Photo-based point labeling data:
========================
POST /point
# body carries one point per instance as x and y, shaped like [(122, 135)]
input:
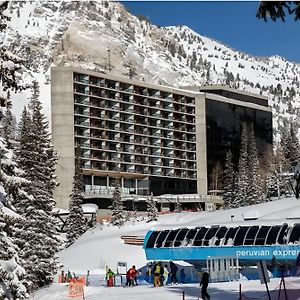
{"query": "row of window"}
[(222, 236)]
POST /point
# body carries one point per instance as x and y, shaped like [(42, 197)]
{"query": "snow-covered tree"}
[(290, 146), (178, 206), (118, 213), (11, 272), (243, 179), (11, 189), (8, 127), (229, 179), (9, 63), (216, 176), (36, 156), (254, 191), (151, 209), (75, 222)]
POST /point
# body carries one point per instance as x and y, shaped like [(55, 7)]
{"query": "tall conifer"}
[(75, 221), (242, 168), (230, 187), (255, 193), (38, 158), (151, 209)]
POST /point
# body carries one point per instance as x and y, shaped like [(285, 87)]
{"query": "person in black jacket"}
[(204, 284), (173, 271)]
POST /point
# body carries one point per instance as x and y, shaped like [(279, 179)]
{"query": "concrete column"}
[(62, 110), (201, 148), (93, 181)]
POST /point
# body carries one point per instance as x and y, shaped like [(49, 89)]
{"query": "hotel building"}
[(157, 139)]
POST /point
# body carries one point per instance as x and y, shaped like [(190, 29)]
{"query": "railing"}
[(133, 240)]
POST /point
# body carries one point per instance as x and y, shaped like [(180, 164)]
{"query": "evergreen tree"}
[(11, 272), (255, 193), (118, 214), (9, 63), (75, 221), (290, 146), (37, 157), (242, 184), (178, 207), (9, 127), (151, 209), (11, 188), (229, 188)]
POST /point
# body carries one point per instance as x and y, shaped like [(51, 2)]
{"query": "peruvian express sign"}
[(285, 252)]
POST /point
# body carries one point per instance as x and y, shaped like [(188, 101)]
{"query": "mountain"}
[(104, 36)]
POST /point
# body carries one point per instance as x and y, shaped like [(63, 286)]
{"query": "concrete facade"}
[(129, 129)]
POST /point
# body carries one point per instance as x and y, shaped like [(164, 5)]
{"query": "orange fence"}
[(76, 287)]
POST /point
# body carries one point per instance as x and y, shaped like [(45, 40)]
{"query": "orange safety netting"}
[(76, 287), (284, 291)]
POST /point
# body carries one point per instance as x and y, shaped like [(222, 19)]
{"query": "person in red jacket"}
[(131, 277)]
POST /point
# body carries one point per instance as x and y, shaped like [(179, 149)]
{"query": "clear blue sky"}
[(233, 23)]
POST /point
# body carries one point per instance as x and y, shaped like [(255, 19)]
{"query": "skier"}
[(162, 271), (109, 277), (182, 276), (166, 275), (131, 277), (149, 273), (174, 269), (298, 264), (297, 180), (156, 272), (204, 285)]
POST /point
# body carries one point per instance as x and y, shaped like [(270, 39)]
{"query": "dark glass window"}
[(161, 238), (295, 234), (223, 131), (250, 236), (209, 235), (230, 235), (190, 236), (220, 235), (272, 236), (199, 236), (180, 236), (170, 238), (152, 238), (262, 235), (240, 235)]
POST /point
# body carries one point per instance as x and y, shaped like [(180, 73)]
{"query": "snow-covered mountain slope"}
[(103, 36), (103, 246)]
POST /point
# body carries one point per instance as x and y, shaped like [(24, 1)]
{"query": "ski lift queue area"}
[(249, 244)]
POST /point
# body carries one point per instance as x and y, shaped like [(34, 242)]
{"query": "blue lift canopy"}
[(248, 243)]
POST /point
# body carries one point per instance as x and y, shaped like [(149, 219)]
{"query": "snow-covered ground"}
[(218, 291), (104, 247)]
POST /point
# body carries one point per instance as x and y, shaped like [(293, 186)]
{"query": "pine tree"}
[(8, 127), (75, 221), (37, 157), (229, 188), (255, 193), (243, 179), (151, 209), (11, 272), (12, 188), (178, 207), (9, 63), (290, 146), (118, 214)]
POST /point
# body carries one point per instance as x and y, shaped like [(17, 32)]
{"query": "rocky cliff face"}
[(103, 36)]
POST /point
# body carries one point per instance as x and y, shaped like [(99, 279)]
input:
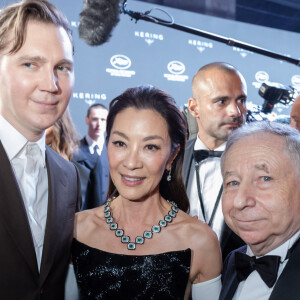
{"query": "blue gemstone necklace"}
[(139, 240)]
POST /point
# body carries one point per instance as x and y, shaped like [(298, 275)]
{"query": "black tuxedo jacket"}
[(94, 175), (286, 287), (228, 240), (20, 278)]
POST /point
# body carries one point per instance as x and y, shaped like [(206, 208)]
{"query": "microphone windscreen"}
[(97, 20)]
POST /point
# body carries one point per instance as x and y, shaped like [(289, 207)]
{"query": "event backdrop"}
[(147, 53)]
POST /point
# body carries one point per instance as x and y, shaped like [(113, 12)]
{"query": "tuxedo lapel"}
[(13, 213), (229, 276), (57, 193), (287, 285), (188, 161)]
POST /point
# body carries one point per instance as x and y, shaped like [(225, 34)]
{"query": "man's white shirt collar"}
[(13, 141), (281, 250)]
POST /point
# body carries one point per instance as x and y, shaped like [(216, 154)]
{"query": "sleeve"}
[(71, 288), (207, 290)]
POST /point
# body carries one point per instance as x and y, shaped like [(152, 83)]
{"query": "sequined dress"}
[(104, 275)]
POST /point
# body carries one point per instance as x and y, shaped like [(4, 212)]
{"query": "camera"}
[(274, 93)]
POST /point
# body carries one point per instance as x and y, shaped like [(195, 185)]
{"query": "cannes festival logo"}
[(261, 76), (176, 67), (120, 62)]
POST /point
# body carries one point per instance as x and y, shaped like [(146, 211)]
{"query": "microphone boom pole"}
[(228, 41)]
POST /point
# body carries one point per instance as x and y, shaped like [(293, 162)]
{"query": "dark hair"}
[(14, 18), (96, 105), (149, 97)]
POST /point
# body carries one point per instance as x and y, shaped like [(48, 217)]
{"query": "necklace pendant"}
[(168, 219), (172, 214), (131, 246), (148, 234), (139, 240), (162, 223), (155, 229), (113, 226), (125, 239), (119, 232), (109, 220)]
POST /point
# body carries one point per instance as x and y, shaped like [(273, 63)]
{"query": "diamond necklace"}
[(147, 233)]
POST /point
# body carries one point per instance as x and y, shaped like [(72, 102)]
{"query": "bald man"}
[(295, 114), (219, 107)]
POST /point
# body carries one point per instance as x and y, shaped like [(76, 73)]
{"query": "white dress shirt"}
[(92, 143), (254, 287), (210, 184), (34, 190)]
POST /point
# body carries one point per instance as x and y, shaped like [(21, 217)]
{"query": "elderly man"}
[(219, 107), (261, 204)]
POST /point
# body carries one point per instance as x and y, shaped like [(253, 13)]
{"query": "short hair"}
[(290, 135), (220, 66), (149, 97), (96, 105), (14, 18)]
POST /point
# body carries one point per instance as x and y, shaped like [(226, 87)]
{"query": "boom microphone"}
[(97, 20)]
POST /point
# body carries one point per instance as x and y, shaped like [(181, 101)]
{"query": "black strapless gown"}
[(104, 275)]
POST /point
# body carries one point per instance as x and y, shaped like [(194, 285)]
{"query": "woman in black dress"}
[(141, 244)]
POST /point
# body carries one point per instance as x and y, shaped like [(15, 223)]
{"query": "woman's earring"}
[(169, 177)]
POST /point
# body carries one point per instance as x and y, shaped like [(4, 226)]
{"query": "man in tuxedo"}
[(39, 190), (219, 107), (261, 204), (295, 114), (92, 155)]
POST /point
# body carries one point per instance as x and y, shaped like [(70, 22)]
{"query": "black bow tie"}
[(266, 266), (199, 155)]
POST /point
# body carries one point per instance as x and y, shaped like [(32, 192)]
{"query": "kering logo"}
[(176, 69), (120, 63), (260, 77), (89, 98), (149, 38), (201, 45)]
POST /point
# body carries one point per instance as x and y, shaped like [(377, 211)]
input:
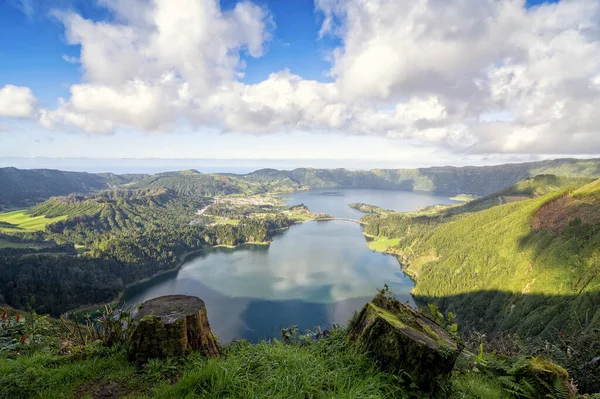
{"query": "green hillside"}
[(529, 267), (21, 188)]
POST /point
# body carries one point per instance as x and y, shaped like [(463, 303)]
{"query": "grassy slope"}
[(496, 270), (328, 368), (24, 222)]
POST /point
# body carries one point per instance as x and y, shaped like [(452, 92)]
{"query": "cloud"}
[(70, 59), (17, 102), (467, 75)]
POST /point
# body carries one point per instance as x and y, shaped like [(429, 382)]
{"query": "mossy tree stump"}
[(401, 339), (170, 326)]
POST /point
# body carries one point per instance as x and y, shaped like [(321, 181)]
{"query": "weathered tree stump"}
[(401, 339), (170, 326)]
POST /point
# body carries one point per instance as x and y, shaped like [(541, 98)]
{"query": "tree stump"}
[(170, 326), (401, 339)]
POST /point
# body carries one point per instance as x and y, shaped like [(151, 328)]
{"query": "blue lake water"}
[(315, 273)]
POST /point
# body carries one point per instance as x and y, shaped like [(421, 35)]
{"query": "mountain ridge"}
[(25, 187)]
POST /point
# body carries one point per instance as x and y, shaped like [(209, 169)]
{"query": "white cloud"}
[(70, 59), (17, 102), (475, 75)]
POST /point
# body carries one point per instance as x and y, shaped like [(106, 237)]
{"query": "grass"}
[(328, 368), (9, 244), (499, 272), (382, 244), (23, 222)]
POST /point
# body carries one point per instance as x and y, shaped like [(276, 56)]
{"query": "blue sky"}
========================
Written problem>
Can you scale the listing from its start through the line containing "[(131, 277)]"? Reproduce every line with its request, multiply each point coordinate in the answers by 0.8 and round to whole numbers with halves going up, leave the requests and their format samples unchanged, and omit the pictures.

Response>
POST /point
# body carries one point per instance as x and y, shaped like [(122, 135)]
input:
{"query": "row of window"}
[(178, 189)]
POST /point
# body carries one point per instance as x and y, shaped like [(42, 197)]
{"query": "snow-covered tree"}
[(232, 117), (142, 165), (94, 170), (9, 218), (194, 143), (9, 151), (6, 102), (183, 143), (7, 50), (173, 141), (29, 125), (203, 153), (121, 167), (60, 178)]
POST /point
# body carries one point per instance as x and y, shaped like [(55, 7)]
{"query": "tall conifer"}
[(60, 177), (194, 134), (184, 150), (204, 154), (30, 126), (121, 167)]
POST /point
# body carries one point per instance as x and y, shaped like [(285, 87)]
{"query": "person in black jacket"}
[(163, 227), (138, 217)]
POST /point
# body carries one point per instance as x and y, shaped like [(279, 179)]
{"query": "concrete column"}
[(50, 88), (161, 118), (74, 145)]
POST /point
# body carries one point per instance as x and y, shaped like [(49, 89)]
{"query": "hotel building"}
[(126, 111)]
POST /point
# body carries one point per instance as x and y, shaped like [(190, 29)]
{"query": "railing"}
[(106, 192)]
POST /point
# body carries one point per instance as x and y, shaped like [(180, 164)]
{"query": "evergreen tree"}
[(9, 218), (204, 154), (94, 171), (7, 50), (60, 177), (232, 117), (30, 126), (194, 147), (142, 166), (7, 102), (121, 167), (9, 150), (183, 150)]
POST /point
# body carries one point per instance as x and y, shaped like [(51, 2)]
{"query": "peruvian express sign"}
[(228, 202)]
POST /point
# body carries one point per instance as x and y, shaped like [(188, 101)]
{"query": "mountain"}
[(83, 29)]
POST /point
# body carries one point per instance as x and y, shaped like [(63, 286)]
{"query": "concrete facade"}
[(103, 103)]
POST /point
# body carries one point per instance as x and y, shaped like [(164, 5)]
{"query": "orange fence"}
[(61, 230)]
POST /point
# body carries one point per instance as x and y, shaped like [(45, 40)]
{"query": "orange safety netting"}
[(61, 230), (227, 233)]
POST /point
# body carries one point per instance as x and y, shaped like [(222, 19)]
{"query": "person in red jacket"}
[(105, 222)]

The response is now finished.